Every line in the listing below from the one with "Locate the silhouette" through the one with "Locate the snow-covered" is to be reproduced exactly, both ends included; leave out the rest.
Top of Task material
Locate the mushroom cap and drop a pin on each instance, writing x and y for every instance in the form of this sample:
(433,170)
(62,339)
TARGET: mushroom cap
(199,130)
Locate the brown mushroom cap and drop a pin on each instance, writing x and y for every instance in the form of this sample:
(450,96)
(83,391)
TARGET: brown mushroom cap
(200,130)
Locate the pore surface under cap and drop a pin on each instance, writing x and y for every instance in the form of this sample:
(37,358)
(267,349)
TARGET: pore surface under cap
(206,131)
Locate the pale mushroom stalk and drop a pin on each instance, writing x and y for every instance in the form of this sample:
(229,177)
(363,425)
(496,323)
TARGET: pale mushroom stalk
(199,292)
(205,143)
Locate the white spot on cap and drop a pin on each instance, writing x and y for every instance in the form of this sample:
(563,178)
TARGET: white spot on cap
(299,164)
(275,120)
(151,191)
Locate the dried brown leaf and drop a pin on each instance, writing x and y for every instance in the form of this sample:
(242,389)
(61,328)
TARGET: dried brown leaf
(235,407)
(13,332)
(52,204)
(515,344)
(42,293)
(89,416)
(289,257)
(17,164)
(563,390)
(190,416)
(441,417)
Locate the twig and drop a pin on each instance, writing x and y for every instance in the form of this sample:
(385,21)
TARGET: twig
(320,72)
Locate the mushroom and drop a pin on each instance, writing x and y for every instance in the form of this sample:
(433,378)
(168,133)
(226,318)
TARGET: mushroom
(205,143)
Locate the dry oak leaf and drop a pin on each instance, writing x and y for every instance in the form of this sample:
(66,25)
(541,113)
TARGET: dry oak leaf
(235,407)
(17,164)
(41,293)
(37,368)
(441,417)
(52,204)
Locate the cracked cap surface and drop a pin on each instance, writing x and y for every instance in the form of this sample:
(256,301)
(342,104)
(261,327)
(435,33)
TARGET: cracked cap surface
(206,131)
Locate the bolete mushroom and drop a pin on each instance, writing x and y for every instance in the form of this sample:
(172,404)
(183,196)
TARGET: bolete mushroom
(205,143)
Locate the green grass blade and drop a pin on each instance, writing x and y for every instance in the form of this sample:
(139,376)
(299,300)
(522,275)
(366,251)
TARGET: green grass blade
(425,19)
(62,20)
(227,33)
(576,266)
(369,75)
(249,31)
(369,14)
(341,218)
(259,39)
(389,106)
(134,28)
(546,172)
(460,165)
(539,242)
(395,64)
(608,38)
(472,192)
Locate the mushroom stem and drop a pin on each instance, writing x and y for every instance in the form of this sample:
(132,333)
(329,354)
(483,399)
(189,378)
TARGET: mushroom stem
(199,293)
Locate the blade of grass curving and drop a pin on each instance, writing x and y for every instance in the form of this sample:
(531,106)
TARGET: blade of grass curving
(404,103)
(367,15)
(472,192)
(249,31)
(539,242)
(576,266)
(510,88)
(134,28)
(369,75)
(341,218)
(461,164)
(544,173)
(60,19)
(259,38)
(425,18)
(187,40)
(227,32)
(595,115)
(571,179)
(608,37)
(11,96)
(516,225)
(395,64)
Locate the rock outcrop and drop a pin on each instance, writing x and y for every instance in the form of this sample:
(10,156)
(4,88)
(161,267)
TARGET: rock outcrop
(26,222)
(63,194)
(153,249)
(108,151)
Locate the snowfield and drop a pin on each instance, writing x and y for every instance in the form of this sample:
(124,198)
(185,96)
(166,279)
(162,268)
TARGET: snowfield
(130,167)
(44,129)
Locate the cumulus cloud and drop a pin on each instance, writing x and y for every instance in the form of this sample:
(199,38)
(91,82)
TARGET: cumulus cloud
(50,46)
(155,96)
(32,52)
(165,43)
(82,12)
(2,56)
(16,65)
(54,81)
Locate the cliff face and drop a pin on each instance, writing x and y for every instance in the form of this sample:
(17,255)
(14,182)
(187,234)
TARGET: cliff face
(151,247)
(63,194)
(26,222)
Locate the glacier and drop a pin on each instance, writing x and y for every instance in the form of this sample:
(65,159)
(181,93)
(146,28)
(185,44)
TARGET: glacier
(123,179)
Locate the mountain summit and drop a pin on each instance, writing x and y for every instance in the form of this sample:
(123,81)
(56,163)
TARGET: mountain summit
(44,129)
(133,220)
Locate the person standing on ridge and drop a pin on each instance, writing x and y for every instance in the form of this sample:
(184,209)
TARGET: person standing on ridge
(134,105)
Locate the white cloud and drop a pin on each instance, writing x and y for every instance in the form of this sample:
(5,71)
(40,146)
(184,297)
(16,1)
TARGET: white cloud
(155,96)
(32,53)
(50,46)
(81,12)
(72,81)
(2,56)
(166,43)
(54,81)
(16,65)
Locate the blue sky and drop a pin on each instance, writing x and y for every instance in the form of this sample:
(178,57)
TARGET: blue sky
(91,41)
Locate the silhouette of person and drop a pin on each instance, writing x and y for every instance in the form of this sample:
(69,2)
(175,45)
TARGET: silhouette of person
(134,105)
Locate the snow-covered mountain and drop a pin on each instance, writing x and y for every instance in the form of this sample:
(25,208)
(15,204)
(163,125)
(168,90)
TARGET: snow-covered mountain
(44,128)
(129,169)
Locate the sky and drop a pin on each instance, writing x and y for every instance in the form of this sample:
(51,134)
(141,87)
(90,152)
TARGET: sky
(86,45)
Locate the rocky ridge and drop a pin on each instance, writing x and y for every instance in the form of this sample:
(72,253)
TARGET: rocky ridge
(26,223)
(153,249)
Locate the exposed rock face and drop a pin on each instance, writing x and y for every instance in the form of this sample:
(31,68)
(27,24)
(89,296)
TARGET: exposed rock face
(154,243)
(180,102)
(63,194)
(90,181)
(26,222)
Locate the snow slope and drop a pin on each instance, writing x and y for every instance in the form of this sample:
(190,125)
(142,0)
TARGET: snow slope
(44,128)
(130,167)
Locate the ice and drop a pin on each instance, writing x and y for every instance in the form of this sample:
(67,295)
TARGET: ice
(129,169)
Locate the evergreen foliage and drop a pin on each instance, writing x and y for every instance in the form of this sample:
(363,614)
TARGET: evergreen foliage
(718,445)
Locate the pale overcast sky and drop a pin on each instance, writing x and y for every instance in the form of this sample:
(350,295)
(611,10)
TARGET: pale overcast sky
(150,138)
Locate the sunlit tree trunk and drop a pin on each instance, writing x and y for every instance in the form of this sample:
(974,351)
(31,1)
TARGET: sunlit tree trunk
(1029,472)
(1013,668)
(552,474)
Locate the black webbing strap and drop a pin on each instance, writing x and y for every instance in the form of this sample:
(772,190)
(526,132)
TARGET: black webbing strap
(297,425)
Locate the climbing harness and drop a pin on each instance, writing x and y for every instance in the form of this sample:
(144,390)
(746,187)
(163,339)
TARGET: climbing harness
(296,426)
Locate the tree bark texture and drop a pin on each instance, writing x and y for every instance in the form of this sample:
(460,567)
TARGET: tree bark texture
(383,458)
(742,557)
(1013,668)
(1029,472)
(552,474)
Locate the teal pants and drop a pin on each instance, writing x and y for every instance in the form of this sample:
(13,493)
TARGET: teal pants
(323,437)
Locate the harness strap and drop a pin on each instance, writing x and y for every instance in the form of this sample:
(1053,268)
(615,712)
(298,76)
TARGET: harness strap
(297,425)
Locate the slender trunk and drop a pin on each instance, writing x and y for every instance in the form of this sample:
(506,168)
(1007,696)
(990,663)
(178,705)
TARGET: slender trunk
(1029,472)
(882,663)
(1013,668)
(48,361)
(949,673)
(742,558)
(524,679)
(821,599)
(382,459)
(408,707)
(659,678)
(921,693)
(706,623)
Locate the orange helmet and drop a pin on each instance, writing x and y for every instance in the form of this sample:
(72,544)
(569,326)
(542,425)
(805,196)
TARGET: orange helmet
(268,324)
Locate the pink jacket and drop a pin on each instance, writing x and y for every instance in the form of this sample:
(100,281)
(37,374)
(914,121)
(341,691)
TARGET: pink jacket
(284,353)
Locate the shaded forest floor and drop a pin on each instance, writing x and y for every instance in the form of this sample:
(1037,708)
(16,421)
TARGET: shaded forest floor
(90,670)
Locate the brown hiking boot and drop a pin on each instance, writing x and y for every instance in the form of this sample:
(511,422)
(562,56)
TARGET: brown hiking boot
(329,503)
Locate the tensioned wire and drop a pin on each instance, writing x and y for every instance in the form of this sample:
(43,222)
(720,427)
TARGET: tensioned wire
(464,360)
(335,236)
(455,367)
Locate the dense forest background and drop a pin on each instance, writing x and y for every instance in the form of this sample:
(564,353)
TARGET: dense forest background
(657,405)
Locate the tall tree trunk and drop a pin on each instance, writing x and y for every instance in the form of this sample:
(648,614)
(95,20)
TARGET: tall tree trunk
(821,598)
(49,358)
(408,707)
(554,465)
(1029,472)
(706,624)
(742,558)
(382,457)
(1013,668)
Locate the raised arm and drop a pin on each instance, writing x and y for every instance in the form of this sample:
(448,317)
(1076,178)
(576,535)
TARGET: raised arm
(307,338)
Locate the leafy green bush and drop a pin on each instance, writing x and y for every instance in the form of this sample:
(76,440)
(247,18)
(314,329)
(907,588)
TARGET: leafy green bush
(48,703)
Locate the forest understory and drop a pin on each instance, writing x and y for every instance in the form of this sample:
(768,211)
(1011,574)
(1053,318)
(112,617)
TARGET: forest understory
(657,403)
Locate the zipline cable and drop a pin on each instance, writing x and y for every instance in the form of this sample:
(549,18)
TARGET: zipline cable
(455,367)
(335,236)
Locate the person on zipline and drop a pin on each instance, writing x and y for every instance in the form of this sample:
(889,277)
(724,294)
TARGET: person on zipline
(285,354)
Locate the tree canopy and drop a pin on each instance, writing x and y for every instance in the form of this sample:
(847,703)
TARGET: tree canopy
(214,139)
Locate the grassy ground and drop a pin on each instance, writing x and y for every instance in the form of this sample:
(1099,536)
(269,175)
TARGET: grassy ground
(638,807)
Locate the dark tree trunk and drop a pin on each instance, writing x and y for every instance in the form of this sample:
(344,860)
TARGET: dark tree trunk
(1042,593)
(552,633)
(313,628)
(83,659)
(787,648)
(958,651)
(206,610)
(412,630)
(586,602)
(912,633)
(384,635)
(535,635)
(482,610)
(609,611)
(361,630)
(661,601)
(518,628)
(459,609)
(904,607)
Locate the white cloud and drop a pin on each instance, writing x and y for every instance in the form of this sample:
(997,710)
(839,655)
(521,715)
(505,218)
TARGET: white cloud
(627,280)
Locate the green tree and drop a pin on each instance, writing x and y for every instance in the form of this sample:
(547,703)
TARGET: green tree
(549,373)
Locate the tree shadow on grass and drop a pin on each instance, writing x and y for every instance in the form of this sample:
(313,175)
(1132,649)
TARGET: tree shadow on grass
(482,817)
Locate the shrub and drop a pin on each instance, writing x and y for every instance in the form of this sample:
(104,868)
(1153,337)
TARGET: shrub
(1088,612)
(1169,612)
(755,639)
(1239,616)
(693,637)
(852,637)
Bottom of Task material
• Solution to this task:
Locate the silhouette of person and drop a pin on each instance, writing x and y for every instance in the form of this sample:
(69,2)
(175,45)
TARGET: silhouette of person
(134,105)
Locate the snow-covered mountain and drop a pin on each instance, writing x and y for every instance in the form of this sample:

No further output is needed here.